All lines from the one containing "In this exercise you will mark every instance of the blue" down to the one containing "the wooden plank", both ends included, are to be given again exactly; omit the rest of the listing below.

───── MATERIAL TO PROCESS ─────

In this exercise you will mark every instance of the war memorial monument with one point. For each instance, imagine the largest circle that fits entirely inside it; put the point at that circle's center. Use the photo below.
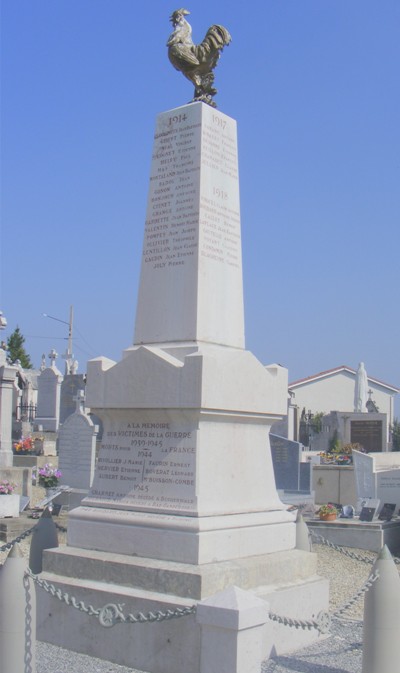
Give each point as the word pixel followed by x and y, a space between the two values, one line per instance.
pixel 183 504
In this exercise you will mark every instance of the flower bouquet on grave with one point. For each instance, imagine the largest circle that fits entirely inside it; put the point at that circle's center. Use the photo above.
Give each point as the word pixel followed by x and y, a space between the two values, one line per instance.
pixel 9 501
pixel 7 487
pixel 48 476
pixel 24 446
pixel 327 512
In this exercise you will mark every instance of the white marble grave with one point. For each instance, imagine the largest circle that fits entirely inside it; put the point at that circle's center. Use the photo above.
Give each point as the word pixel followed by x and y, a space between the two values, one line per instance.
pixel 183 502
pixel 48 401
pixel 377 476
pixel 77 448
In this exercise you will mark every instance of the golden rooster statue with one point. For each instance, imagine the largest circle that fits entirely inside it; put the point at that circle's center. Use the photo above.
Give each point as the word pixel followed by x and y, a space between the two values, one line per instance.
pixel 196 61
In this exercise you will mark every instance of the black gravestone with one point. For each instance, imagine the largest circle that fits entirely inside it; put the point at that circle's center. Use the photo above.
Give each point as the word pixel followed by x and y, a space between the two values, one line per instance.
pixel 286 461
pixel 368 433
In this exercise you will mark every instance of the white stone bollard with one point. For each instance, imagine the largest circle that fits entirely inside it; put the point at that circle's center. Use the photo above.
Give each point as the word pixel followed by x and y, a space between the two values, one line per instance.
pixel 381 641
pixel 232 625
pixel 17 616
pixel 303 537
pixel 44 536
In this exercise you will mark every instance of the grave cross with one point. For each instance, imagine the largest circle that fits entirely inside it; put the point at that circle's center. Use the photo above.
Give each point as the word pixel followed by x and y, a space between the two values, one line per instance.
pixel 79 398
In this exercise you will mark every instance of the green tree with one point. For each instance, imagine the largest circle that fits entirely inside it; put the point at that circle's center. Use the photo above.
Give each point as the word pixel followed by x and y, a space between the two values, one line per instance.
pixel 16 350
pixel 396 434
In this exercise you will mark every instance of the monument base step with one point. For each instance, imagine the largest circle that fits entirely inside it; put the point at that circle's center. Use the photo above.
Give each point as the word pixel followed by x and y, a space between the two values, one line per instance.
pixel 287 582
pixel 194 582
pixel 369 535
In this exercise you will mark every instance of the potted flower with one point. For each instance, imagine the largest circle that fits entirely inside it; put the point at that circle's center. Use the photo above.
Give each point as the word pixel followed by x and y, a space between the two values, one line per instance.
pixel 9 501
pixel 328 512
pixel 24 446
pixel 48 476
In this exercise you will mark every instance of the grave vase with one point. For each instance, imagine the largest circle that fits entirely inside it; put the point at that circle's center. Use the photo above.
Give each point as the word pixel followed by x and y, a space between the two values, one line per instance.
pixel 327 517
pixel 9 505
pixel 51 492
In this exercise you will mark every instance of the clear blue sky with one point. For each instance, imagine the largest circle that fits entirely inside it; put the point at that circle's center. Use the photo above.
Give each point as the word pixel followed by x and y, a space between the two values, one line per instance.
pixel 314 87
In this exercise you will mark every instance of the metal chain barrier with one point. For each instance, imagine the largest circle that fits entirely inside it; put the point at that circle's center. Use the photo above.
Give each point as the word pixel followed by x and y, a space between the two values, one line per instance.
pixel 357 557
pixel 366 586
pixel 111 613
pixel 21 537
pixel 321 623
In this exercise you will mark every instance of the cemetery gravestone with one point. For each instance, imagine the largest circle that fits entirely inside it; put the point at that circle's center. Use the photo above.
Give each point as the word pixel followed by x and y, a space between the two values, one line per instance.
pixel 48 403
pixel 378 476
pixel 368 433
pixel 286 456
pixel 70 387
pixel 184 492
pixel 77 448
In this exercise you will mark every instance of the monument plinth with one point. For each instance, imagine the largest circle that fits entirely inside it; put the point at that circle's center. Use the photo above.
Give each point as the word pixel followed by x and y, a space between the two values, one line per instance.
pixel 183 502
pixel 187 411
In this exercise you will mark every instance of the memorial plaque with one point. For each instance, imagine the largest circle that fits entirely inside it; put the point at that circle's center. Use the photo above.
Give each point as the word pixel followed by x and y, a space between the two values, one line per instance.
pixel 367 513
pixel 286 461
pixel 367 433
pixel 146 465
pixel 387 511
pixel 192 231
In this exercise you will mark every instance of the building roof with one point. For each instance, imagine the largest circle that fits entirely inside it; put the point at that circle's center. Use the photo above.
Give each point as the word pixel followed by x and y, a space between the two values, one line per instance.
pixel 337 370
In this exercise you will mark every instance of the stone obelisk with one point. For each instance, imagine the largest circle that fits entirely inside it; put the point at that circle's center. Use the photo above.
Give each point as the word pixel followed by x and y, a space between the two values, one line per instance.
pixel 183 502
pixel 187 411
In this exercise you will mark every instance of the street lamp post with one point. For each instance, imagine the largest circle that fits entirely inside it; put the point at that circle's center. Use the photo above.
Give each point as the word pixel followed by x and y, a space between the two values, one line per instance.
pixel 70 363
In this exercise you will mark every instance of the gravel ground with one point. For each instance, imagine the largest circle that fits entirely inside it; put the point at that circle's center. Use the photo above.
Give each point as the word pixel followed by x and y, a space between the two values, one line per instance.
pixel 340 652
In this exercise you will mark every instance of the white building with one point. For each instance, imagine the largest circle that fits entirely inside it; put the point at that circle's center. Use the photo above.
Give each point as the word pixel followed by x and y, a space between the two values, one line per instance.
pixel 333 390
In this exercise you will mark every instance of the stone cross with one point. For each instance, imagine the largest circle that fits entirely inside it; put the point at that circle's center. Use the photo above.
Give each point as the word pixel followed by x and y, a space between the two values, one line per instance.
pixel 79 398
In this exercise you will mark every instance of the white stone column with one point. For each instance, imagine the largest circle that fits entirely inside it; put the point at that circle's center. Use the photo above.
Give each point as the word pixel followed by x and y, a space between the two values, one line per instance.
pixel 232 624
pixel 7 379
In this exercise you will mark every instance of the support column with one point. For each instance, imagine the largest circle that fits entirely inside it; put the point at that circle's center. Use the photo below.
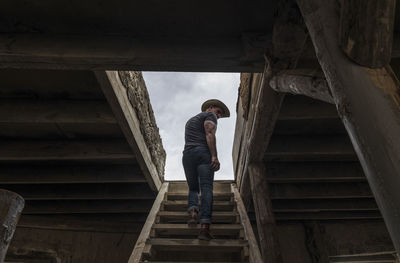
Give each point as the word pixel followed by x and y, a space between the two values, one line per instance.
pixel 267 231
pixel 368 101
pixel 11 205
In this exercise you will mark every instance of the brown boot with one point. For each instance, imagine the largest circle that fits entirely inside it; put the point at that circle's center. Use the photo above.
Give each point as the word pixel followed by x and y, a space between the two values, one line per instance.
pixel 205 232
pixel 193 214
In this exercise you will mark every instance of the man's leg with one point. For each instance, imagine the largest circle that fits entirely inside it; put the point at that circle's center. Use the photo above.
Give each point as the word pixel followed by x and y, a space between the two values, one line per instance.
pixel 206 176
pixel 192 179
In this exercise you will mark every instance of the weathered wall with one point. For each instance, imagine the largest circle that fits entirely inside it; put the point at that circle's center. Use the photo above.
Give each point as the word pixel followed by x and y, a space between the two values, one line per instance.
pixel 61 246
pixel 140 101
pixel 341 238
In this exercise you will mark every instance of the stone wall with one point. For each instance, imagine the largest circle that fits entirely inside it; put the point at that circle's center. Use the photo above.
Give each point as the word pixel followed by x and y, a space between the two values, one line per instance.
pixel 139 97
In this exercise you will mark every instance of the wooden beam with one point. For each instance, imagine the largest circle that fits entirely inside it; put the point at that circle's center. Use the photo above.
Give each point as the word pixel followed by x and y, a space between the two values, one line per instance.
pixel 368 102
pixel 55 111
pixel 70 174
pixel 83 52
pixel 97 191
pixel 65 150
pixel 11 206
pixel 305 108
pixel 320 190
pixel 145 233
pixel 366 31
pixel 306 82
pixel 117 97
pixel 267 231
pixel 328 215
pixel 314 172
pixel 380 257
pixel 79 223
pixel 310 127
pixel 318 205
pixel 255 255
pixel 310 148
pixel 87 207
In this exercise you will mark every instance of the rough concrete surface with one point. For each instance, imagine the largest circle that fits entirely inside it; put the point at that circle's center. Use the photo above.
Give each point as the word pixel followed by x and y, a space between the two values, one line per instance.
pixel 139 97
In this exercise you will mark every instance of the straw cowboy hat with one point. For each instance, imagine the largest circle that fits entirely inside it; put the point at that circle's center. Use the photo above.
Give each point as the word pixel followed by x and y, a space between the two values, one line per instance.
pixel 217 103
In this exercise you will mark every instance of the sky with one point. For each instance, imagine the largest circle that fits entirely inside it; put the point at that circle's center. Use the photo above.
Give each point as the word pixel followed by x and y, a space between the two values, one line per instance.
pixel 176 97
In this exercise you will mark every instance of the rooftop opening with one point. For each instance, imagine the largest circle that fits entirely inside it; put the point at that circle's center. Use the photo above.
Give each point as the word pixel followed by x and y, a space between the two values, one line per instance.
pixel 176 97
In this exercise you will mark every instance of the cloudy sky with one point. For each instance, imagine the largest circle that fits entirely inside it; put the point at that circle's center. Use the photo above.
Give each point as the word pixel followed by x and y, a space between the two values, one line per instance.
pixel 176 97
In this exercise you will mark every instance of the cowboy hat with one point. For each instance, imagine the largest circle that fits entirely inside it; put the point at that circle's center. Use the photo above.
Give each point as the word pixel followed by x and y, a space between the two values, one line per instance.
pixel 217 103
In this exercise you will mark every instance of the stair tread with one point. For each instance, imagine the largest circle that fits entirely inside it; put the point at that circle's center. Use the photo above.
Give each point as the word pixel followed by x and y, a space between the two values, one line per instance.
pixel 182 243
pixel 185 226
pixel 189 261
pixel 183 196
pixel 184 202
pixel 184 213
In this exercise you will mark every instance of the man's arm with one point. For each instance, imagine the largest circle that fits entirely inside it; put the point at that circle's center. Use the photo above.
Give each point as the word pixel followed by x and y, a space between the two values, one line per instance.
pixel 210 129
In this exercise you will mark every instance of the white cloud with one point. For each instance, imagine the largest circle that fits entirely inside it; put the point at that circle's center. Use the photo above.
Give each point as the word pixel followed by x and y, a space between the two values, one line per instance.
pixel 176 97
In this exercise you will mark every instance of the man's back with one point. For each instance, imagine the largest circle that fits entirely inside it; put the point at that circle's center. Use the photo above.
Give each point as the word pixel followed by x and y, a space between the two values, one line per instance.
pixel 194 129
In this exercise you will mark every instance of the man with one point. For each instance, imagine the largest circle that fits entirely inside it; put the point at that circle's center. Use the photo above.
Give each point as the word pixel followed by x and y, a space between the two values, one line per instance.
pixel 200 161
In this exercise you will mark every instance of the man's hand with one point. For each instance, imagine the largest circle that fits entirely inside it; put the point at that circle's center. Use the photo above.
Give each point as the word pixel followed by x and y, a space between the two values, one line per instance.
pixel 215 163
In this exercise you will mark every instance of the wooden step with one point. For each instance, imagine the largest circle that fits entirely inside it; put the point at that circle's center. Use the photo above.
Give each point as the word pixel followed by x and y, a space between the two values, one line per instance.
pixel 182 217
pixel 190 262
pixel 182 205
pixel 218 186
pixel 175 196
pixel 184 244
pixel 217 230
pixel 194 249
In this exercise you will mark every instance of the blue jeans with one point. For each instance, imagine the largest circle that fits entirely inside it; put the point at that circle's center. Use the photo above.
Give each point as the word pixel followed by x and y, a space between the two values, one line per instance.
pixel 199 176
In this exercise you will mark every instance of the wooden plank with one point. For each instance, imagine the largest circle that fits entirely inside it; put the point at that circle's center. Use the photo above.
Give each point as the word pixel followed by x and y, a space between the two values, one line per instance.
pixel 320 190
pixel 317 205
pixel 176 244
pixel 55 111
pixel 118 99
pixel 218 230
pixel 98 191
pixel 70 174
pixel 379 155
pixel 304 108
pixel 305 82
pixel 310 148
pixel 182 186
pixel 266 226
pixel 182 205
pixel 86 207
pixel 59 131
pixel 183 196
pixel 106 52
pixel 255 255
pixel 181 217
pixel 145 233
pixel 58 85
pixel 11 205
pixel 310 127
pixel 181 261
pixel 81 224
pixel 366 31
pixel 314 172
pixel 329 215
pixel 65 150
pixel 388 256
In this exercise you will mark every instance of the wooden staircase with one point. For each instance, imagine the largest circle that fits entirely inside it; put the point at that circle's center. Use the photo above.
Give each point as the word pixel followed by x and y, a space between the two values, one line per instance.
pixel 166 238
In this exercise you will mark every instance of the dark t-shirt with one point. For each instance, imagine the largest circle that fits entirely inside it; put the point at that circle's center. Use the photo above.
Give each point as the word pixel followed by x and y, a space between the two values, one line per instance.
pixel 195 134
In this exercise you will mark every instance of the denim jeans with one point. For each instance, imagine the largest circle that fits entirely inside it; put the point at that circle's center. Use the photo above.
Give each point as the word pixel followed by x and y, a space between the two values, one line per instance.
pixel 199 176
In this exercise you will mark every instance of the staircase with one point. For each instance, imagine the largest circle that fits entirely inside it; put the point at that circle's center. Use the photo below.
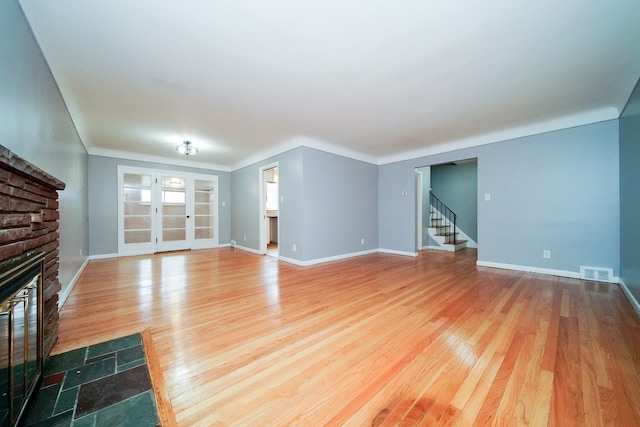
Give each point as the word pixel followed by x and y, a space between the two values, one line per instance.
pixel 442 226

─────

**EXERCISE RESPONSE**.
In this exercise you will mark every instance of the blue jeans with one point. For each instance, imagine the largest circle that fits entirely inside it; put the point at that circle's center. Use the photo above.
Give each point as the word pixel followed by x and y, a space between the two values, one line per instance.
pixel 199 176
In this exercise you will mark every instance of the wooden plank with one point. For each instance, imagine the largest circle that fits entirely inside it; put the point at that circle's center. Use the photo above.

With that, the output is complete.